» Consigne à suivre: D'après le texte extrait sur le webdocumentaire Les hommes grenier, où Bertrand Meunier a-t-il découvert le sujet de ce projet ? Répondez en une phrase, s'il vous plaît.

» Texte extrait:
┌────────

Cage d'escalier pour accéder à l'appartement où vivent 10 locataires, la plupart âgés ou malades. Hong Kong. Chine. 03/2010. ©Bertrand Meunier - Tendance Floue

C’est l’histoire de deux cultures qui se rencontrent. Pas la culture occidentale et la culture chinoise. Non, la culture du documentaire au long cours qui se frotte aux contraintes du webdocumentaire. Cette histoire, Les hommes grenier du photographe Bertrand Meunier et du journaliste Michaël Sztanke, nous la raconte.

Au départ : “une interrogation sur l’urbanisme en Chine et en Asie, et les violences faites à l’homme dans sa façon de vivre”, rappelle Bertrand Meunier. Lui qui a déjà réalisé de nombreux reportages photo en Chine découvre le sujet du futur webdocumentaire dans un article de presse. À Hong Kong, des hommes et des femmes vivent dans des cages.

└────────

» Informations fournies:
┌────────

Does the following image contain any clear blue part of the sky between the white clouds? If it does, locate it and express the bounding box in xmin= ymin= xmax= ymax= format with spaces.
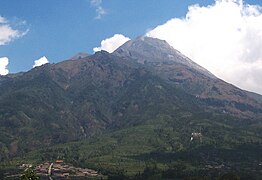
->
xmin=0 ymin=0 xmax=262 ymax=93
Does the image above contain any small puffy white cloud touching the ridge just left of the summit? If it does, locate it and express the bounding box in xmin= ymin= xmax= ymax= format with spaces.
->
xmin=93 ymin=34 xmax=130 ymax=53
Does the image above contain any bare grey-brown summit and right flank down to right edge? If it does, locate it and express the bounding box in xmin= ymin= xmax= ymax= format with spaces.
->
xmin=114 ymin=37 xmax=262 ymax=118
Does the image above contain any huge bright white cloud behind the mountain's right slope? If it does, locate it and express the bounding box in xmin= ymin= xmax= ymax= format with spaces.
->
xmin=147 ymin=0 xmax=262 ymax=94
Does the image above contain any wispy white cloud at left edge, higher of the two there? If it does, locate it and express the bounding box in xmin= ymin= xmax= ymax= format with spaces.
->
xmin=0 ymin=16 xmax=28 ymax=46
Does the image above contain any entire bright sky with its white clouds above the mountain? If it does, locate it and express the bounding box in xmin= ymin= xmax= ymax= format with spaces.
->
xmin=0 ymin=0 xmax=262 ymax=94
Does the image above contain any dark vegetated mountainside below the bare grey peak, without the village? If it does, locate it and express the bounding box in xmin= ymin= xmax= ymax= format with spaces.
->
xmin=0 ymin=38 xmax=262 ymax=179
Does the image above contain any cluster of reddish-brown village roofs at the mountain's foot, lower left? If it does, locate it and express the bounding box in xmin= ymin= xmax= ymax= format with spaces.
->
xmin=20 ymin=160 xmax=102 ymax=179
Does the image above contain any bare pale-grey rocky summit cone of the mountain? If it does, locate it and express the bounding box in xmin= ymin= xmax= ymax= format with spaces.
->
xmin=113 ymin=36 xmax=216 ymax=78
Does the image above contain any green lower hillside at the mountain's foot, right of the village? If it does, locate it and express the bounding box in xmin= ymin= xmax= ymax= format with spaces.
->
xmin=8 ymin=113 xmax=262 ymax=179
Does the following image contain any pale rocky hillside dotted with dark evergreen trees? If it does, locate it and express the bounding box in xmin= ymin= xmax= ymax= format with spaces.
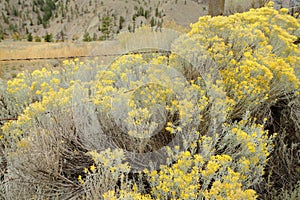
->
xmin=0 ymin=0 xmax=300 ymax=41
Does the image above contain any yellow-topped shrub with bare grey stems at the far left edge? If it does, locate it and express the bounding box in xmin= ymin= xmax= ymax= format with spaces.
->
xmin=1 ymin=61 xmax=105 ymax=199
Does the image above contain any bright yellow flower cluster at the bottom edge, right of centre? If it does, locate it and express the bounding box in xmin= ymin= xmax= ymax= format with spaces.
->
xmin=149 ymin=145 xmax=257 ymax=199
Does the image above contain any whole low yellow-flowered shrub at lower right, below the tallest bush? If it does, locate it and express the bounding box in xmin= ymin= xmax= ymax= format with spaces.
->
xmin=146 ymin=118 xmax=272 ymax=199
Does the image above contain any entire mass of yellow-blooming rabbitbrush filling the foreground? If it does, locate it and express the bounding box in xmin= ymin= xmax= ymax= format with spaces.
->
xmin=0 ymin=3 xmax=300 ymax=199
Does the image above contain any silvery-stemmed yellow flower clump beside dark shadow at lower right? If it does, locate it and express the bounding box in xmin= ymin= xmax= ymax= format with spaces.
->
xmin=219 ymin=120 xmax=272 ymax=186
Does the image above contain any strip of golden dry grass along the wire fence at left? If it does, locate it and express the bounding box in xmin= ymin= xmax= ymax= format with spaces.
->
xmin=0 ymin=41 xmax=121 ymax=80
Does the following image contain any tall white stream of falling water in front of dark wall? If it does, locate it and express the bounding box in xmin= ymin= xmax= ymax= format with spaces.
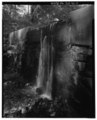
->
xmin=36 ymin=33 xmax=53 ymax=99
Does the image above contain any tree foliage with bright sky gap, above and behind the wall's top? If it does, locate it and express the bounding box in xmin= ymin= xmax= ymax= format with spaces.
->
xmin=2 ymin=4 xmax=78 ymax=72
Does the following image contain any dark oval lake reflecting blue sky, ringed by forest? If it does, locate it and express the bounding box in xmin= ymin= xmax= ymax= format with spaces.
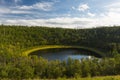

└────────

» Réponse à la consigne: Bertrand Meunier a découvert le sujet dans un article de presse.